(Do this) Pick out and copy every line below that contains the word "support".
# # #
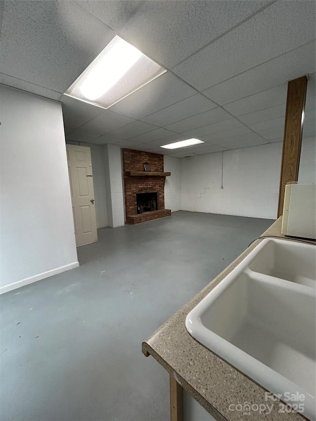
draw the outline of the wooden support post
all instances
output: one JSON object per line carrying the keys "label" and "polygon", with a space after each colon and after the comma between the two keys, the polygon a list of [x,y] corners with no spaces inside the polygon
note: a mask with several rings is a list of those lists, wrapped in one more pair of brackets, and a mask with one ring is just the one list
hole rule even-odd
{"label": "wooden support post", "polygon": [[306,76],[290,80],[287,84],[278,218],[283,215],[285,185],[291,181],[297,181],[298,177],[307,86]]}
{"label": "wooden support post", "polygon": [[183,421],[183,389],[175,379],[170,376],[170,421]]}

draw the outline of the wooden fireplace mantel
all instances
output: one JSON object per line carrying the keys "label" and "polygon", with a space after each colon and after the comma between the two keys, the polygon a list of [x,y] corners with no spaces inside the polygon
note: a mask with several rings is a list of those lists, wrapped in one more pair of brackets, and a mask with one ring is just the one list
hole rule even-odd
{"label": "wooden fireplace mantel", "polygon": [[171,175],[171,172],[160,172],[155,171],[125,171],[125,175],[131,176],[139,177],[168,177]]}

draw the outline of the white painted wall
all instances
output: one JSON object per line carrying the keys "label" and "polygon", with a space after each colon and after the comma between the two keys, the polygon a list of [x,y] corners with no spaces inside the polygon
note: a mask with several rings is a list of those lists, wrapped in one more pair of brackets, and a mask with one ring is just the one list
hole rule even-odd
{"label": "white painted wall", "polygon": [[118,145],[103,145],[108,221],[113,228],[124,224],[121,153]]}
{"label": "white painted wall", "polygon": [[298,182],[300,184],[316,183],[316,138],[303,137],[302,139]]}
{"label": "white painted wall", "polygon": [[244,148],[181,160],[184,210],[276,218],[281,143]]}
{"label": "white painted wall", "polygon": [[79,145],[80,146],[87,146],[91,150],[97,228],[98,229],[104,228],[108,226],[108,224],[105,192],[103,148],[101,145],[94,145],[71,140],[66,141],[66,143],[70,145]]}
{"label": "white painted wall", "polygon": [[61,104],[3,85],[0,98],[4,292],[79,264]]}
{"label": "white painted wall", "polygon": [[164,184],[164,207],[171,212],[181,210],[181,164],[179,158],[164,155],[164,170],[170,171],[171,176],[166,177]]}

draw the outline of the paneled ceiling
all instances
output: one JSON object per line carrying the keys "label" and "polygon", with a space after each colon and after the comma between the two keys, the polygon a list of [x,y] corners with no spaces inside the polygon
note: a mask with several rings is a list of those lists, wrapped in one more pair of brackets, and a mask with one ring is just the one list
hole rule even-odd
{"label": "paneled ceiling", "polygon": [[[307,75],[314,136],[315,4],[0,1],[0,82],[62,102],[68,140],[182,157],[281,141],[287,82]],[[115,34],[168,72],[106,110],[64,95]]]}

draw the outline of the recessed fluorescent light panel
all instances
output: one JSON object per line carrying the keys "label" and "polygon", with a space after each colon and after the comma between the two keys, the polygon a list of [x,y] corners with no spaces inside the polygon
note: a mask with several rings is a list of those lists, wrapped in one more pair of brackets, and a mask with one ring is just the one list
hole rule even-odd
{"label": "recessed fluorescent light panel", "polygon": [[170,143],[169,145],[164,145],[160,148],[165,148],[166,149],[177,149],[178,148],[184,148],[185,146],[191,146],[192,145],[197,145],[198,143],[204,143],[202,140],[198,139],[188,139],[187,140],[182,140],[181,142],[176,142],[175,143]]}
{"label": "recessed fluorescent light panel", "polygon": [[106,109],[166,71],[116,36],[65,94]]}

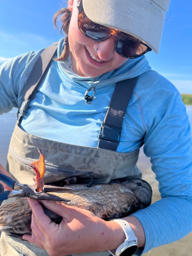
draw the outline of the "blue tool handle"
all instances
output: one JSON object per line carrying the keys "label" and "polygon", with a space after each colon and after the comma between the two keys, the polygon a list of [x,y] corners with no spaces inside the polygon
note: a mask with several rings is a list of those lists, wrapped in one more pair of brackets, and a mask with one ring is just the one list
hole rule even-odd
{"label": "blue tool handle", "polygon": [[0,201],[4,201],[8,199],[8,195],[9,194],[9,190],[0,193]]}
{"label": "blue tool handle", "polygon": [[2,181],[13,189],[14,188],[14,184],[16,182],[14,180],[12,179],[8,176],[3,174],[2,173],[0,173],[0,181]]}

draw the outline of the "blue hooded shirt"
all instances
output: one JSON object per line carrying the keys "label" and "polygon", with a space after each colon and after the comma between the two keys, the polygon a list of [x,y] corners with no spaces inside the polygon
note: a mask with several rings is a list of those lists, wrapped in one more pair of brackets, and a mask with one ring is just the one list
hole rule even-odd
{"label": "blue hooded shirt", "polygon": [[[63,39],[58,56],[63,48]],[[22,89],[42,52],[28,53],[0,66],[0,114],[18,107]],[[151,158],[159,182],[162,199],[133,214],[145,231],[145,253],[192,230],[192,145],[188,116],[178,92],[151,70],[146,57],[128,59],[118,68],[94,78],[74,73],[70,56],[65,62],[53,61],[20,127],[44,138],[96,147],[117,82],[138,76],[117,151],[130,152],[144,144],[144,152]],[[84,96],[90,87],[96,88],[96,97],[88,105]]]}

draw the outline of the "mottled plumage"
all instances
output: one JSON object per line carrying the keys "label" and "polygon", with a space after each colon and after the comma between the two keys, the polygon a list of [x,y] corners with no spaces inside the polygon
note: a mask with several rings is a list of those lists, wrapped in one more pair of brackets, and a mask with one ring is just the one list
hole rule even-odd
{"label": "mottled plumage", "polygon": [[[121,218],[148,206],[152,190],[146,181],[132,178],[122,183],[102,185],[74,184],[70,193],[57,193],[69,199],[69,205],[89,210],[104,220]],[[54,193],[53,193],[54,194]],[[43,206],[45,214],[56,223],[62,219]],[[30,233],[31,210],[26,198],[0,206],[0,230],[7,234],[22,238]]]}

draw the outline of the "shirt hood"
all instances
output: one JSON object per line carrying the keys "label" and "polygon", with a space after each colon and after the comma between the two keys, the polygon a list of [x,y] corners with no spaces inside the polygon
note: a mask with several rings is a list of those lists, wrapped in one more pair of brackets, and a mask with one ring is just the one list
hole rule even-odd
{"label": "shirt hood", "polygon": [[[57,56],[60,56],[64,47],[64,39],[59,42],[57,50]],[[142,56],[136,59],[128,59],[123,65],[118,68],[96,78],[84,77],[78,76],[72,69],[72,64],[70,53],[68,57],[64,62],[57,62],[58,68],[65,79],[71,82],[73,85],[79,88],[82,86],[89,87],[102,88],[120,81],[125,80],[138,76],[151,69],[148,61],[145,56]]]}

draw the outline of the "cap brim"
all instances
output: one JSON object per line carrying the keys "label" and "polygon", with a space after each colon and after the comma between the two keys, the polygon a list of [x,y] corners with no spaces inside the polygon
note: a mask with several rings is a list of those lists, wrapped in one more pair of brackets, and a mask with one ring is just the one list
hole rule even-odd
{"label": "cap brim", "polygon": [[166,12],[150,0],[82,0],[87,16],[141,40],[156,53]]}

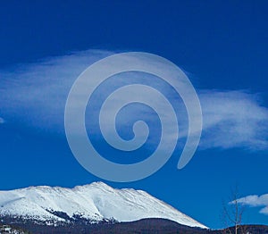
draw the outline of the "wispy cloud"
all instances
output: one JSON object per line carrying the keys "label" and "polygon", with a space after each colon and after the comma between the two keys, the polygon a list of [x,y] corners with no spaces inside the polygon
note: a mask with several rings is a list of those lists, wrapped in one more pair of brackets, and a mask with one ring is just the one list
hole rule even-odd
{"label": "wispy cloud", "polygon": [[262,196],[251,195],[238,200],[239,203],[243,205],[249,205],[252,207],[261,207],[264,206],[260,210],[261,213],[268,215],[268,194],[264,194]]}
{"label": "wispy cloud", "polygon": [[[20,122],[29,126],[63,134],[64,106],[73,82],[88,65],[112,54],[109,51],[88,50],[20,65],[10,71],[0,71],[1,113],[7,118],[13,118],[13,121],[20,120]],[[116,84],[103,90],[105,93],[113,90],[124,85],[124,80],[119,79]],[[164,90],[161,83],[155,82],[155,86],[162,88],[173,102],[179,100],[178,96]],[[245,90],[197,89],[197,93],[204,118],[201,149],[267,149],[268,108],[262,105],[259,96]],[[102,92],[98,95],[102,99]],[[183,104],[177,108],[180,107]],[[139,113],[141,119],[144,116],[147,118],[146,112]],[[137,115],[138,113],[130,111],[130,118],[123,120],[131,121]],[[179,115],[182,123],[182,126],[180,125],[180,136],[185,137],[187,118],[180,116],[180,113]],[[166,115],[166,118],[169,116]]]}
{"label": "wispy cloud", "polygon": [[0,117],[0,124],[4,123],[4,120]]}

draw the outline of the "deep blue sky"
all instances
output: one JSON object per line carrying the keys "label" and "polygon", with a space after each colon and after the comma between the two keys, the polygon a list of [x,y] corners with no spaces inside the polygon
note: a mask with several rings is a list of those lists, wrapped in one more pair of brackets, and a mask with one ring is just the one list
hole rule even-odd
{"label": "deep blue sky", "polygon": [[[73,51],[144,51],[172,61],[188,72],[198,89],[258,94],[258,104],[267,112],[268,3],[176,2],[2,3],[0,71],[14,71],[19,64]],[[0,84],[2,80],[0,77]],[[11,84],[3,87],[13,89]],[[100,180],[76,162],[64,135],[46,131],[46,126],[31,128],[30,120],[25,123],[1,104],[0,117],[5,121],[0,125],[0,189],[44,184],[73,187]],[[226,134],[228,138],[232,133]],[[105,182],[144,189],[204,224],[219,228],[222,201],[228,200],[230,187],[238,183],[241,196],[268,193],[267,152],[267,147],[248,150],[245,146],[207,147],[198,150],[182,171],[176,169],[178,158],[172,157],[143,180]],[[247,208],[245,221],[268,224],[268,215],[258,212]]]}

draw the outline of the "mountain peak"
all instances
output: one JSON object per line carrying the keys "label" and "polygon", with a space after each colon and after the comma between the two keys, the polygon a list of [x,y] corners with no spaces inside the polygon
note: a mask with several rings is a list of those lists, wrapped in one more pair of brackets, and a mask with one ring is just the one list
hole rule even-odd
{"label": "mountain peak", "polygon": [[[64,213],[64,217],[58,215]],[[65,221],[79,215],[90,222],[103,220],[132,221],[163,218],[178,223],[206,228],[145,191],[115,189],[104,182],[73,188],[38,186],[0,192],[0,216],[29,217]]]}

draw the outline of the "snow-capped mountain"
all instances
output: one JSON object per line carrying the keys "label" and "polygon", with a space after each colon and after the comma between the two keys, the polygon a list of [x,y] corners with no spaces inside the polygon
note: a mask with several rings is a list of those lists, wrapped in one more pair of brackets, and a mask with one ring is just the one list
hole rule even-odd
{"label": "snow-capped mountain", "polygon": [[206,228],[145,191],[114,189],[103,182],[73,188],[40,186],[0,191],[0,216],[7,215],[53,222],[68,221],[73,217],[90,222],[163,218]]}

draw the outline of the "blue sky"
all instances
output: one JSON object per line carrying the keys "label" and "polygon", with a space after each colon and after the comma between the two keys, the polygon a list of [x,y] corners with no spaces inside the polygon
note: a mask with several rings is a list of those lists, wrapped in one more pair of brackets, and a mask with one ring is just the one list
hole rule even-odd
{"label": "blue sky", "polygon": [[[256,196],[268,194],[267,10],[265,1],[2,4],[0,189],[101,180],[68,146],[66,97],[92,63],[143,51],[173,62],[197,88],[204,113],[200,146],[183,170],[177,170],[174,154],[147,179],[105,182],[147,190],[211,228],[222,226],[222,199],[239,184],[245,221],[268,224],[268,199]],[[102,139],[95,141],[109,152]],[[180,144],[183,139],[178,152]],[[137,156],[146,156],[150,146]],[[113,155],[111,159],[128,162]]]}

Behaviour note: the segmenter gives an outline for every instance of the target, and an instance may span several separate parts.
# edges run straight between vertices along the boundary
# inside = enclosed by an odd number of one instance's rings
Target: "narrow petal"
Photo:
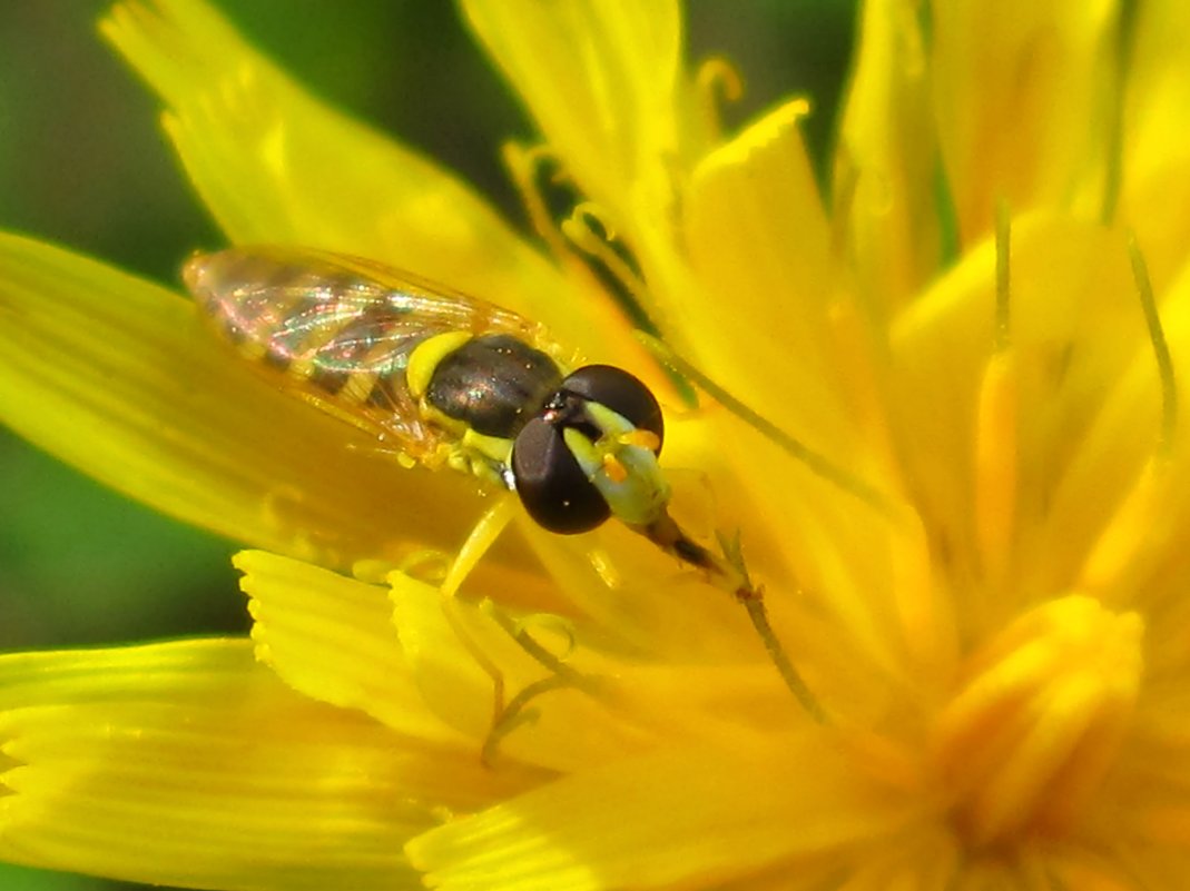
[[[556,295],[552,269],[468,186],[305,93],[206,4],[132,0],[101,29],[169,107],[232,241],[370,257],[514,308]]]
[[[471,27],[583,190],[630,211],[679,152],[681,18],[671,0],[465,0]]]
[[[430,887],[447,891],[712,887],[776,864],[787,887],[807,887],[821,874],[798,884],[798,861],[839,866],[904,818],[837,751],[785,738],[566,777],[431,830],[407,852]]]
[[[189,887],[415,887],[403,841],[452,790],[499,783],[294,695],[248,641],[8,655],[0,703],[0,851],[50,868]]]
[[[916,10],[903,0],[864,4],[835,157],[834,212],[858,284],[889,313],[929,280],[944,250],[928,48]]]
[[[157,286],[0,234],[0,420],[173,516],[340,566],[450,550],[480,513],[457,475],[280,396]]]
[[[1111,115],[1114,0],[937,4],[934,103],[962,237],[991,230],[996,202],[1016,211],[1103,206]]]
[[[1121,212],[1134,226],[1158,291],[1186,262],[1190,245],[1190,6],[1180,0],[1136,10],[1125,108]]]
# # #
(Response)
draw the outline of the wooden support post
{"label": "wooden support post", "polygon": [[306,76],[290,80],[287,84],[278,218],[283,215],[285,185],[291,181],[297,181],[298,177],[307,86]]}
{"label": "wooden support post", "polygon": [[183,421],[183,389],[175,379],[170,376],[170,421]]}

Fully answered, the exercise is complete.